:: What you need to do ::
Output only the lines from the one holding "Where can you see the sesame seed bun" to the end of the data below, please, copied exactly.

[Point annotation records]
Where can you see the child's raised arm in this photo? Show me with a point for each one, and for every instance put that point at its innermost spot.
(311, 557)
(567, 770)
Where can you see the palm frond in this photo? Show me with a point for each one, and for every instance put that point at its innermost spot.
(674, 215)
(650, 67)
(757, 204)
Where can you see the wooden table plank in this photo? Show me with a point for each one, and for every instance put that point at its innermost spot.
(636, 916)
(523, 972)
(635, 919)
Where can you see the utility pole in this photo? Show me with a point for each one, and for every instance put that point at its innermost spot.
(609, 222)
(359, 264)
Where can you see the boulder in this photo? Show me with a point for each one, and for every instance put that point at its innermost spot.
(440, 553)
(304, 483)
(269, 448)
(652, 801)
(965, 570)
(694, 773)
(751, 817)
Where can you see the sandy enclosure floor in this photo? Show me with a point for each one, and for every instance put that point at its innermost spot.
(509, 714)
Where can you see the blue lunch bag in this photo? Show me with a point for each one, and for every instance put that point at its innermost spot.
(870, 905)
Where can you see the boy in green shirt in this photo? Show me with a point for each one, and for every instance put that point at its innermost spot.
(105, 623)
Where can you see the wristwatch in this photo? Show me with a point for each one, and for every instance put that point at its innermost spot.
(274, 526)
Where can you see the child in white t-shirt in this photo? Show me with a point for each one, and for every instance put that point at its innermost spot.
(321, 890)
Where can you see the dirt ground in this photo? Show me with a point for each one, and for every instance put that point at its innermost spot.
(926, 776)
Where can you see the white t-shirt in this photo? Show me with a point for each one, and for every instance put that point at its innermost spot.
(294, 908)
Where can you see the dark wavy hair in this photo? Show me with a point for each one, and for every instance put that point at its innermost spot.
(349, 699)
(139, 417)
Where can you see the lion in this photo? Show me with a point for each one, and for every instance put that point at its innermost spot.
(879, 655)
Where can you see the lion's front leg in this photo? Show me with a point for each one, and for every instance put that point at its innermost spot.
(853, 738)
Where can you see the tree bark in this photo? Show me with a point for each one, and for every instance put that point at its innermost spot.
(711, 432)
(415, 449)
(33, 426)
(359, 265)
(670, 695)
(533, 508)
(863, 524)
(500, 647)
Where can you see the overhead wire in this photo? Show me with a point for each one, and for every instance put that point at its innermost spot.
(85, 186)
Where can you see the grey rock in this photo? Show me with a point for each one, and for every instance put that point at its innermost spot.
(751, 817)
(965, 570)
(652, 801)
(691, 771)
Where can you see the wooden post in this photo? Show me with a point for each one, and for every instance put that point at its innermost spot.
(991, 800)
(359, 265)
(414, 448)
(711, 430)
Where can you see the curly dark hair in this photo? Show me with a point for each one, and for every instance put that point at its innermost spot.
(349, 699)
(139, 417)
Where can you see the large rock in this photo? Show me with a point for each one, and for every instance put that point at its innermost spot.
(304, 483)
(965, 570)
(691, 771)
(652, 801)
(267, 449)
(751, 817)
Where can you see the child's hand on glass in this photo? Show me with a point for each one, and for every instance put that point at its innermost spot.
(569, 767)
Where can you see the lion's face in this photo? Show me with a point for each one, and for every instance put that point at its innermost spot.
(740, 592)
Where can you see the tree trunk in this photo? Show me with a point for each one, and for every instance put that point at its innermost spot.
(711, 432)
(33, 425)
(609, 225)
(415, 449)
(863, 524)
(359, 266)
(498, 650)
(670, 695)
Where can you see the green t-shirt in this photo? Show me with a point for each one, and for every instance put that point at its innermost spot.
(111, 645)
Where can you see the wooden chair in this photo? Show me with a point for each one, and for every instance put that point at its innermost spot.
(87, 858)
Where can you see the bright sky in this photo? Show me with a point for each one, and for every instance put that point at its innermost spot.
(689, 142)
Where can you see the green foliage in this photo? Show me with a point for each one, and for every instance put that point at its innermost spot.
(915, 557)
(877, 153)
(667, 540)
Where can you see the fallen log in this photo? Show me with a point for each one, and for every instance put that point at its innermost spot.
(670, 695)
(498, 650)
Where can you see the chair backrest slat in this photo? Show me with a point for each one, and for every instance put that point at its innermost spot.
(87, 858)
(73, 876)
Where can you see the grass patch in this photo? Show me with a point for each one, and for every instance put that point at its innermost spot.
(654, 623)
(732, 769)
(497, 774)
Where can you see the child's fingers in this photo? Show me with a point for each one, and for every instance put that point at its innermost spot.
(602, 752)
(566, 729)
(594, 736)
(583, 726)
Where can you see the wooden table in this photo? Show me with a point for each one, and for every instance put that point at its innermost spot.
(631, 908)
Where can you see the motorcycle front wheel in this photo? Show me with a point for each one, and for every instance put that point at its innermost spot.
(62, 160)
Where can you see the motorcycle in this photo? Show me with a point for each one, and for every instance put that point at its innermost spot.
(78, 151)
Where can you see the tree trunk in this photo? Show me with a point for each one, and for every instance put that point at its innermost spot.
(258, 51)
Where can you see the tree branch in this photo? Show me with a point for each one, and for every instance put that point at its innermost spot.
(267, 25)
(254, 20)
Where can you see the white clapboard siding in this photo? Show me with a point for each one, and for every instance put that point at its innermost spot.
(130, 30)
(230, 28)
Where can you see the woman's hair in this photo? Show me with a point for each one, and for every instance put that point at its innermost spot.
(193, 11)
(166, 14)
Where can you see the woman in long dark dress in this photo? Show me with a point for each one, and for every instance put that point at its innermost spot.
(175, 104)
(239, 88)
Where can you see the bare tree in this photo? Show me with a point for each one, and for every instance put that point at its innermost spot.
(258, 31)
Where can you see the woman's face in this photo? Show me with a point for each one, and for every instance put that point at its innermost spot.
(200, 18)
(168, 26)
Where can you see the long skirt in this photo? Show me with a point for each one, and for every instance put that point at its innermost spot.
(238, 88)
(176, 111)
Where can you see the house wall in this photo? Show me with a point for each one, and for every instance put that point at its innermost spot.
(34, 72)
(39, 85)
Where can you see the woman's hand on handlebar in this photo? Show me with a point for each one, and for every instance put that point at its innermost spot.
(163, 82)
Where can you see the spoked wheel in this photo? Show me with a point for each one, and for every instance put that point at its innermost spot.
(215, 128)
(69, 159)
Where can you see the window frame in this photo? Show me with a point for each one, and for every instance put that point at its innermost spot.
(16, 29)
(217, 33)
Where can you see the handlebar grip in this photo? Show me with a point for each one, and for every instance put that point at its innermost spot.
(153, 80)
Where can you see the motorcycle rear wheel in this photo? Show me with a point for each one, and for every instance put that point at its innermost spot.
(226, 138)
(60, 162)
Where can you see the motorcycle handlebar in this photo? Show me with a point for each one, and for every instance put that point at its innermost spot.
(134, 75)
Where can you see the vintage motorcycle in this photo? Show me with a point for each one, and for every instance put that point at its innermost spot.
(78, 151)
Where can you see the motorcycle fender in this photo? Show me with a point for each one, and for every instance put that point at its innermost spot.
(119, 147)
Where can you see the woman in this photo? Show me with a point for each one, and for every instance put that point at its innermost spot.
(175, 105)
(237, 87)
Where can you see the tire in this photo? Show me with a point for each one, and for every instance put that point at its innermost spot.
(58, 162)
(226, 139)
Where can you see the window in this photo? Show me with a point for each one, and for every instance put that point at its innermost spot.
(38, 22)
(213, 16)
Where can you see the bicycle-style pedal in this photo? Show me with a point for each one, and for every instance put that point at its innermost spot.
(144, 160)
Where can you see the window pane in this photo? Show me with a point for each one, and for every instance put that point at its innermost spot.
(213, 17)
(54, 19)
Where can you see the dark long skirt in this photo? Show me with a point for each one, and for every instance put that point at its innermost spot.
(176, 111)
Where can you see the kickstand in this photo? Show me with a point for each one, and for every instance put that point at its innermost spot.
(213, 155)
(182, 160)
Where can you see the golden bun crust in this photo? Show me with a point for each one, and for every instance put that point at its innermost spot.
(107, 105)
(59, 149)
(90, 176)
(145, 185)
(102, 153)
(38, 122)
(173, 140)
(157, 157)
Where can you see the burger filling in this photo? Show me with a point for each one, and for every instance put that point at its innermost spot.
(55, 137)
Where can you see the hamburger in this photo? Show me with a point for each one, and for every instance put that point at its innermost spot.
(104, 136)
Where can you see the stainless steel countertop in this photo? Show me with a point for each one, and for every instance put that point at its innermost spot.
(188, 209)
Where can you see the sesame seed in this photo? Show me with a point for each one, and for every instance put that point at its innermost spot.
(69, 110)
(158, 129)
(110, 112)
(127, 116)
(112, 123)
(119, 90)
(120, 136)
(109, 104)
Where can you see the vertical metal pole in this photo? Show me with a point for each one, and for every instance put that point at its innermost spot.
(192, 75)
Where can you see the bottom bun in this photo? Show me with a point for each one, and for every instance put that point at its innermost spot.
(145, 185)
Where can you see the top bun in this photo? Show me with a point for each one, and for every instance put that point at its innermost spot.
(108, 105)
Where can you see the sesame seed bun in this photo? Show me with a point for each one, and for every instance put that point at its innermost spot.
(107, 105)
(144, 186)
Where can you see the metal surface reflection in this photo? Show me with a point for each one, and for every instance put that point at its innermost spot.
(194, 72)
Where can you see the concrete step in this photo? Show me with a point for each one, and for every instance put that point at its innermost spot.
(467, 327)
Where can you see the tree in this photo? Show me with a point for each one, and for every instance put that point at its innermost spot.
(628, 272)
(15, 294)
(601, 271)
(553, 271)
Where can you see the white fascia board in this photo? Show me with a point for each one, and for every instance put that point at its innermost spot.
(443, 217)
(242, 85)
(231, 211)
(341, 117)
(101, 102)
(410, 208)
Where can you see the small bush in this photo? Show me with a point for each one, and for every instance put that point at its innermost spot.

:: Final result ::
Where can you see the sesame seed bun in this photo? Show me with a point for each one, and for every instance put that point at its innermost spot.
(107, 105)
(144, 186)
Where can you see the metal surface reflection in this photo? Show me with a point for each one, and for every instance put that point at its innermost spot.
(194, 72)
Where can you see the concrete step in this photo? Show me with a point for each one, and for every instance put that point at its innermost spot.
(467, 327)
Where can you see the tree in this photo? Show me with a point for each one, and for every instance put that point at its innermost spot.
(628, 272)
(15, 294)
(601, 271)
(553, 271)
Where can you see the white fascia board in this photo? Show me with a point for each one, and for every instance put that point at its innermost spot.
(443, 217)
(242, 85)
(231, 211)
(341, 117)
(101, 102)
(410, 208)
Where can you see the small bush in this photo? Show me with a point for each one, and for every instance put that point at its innermost spot.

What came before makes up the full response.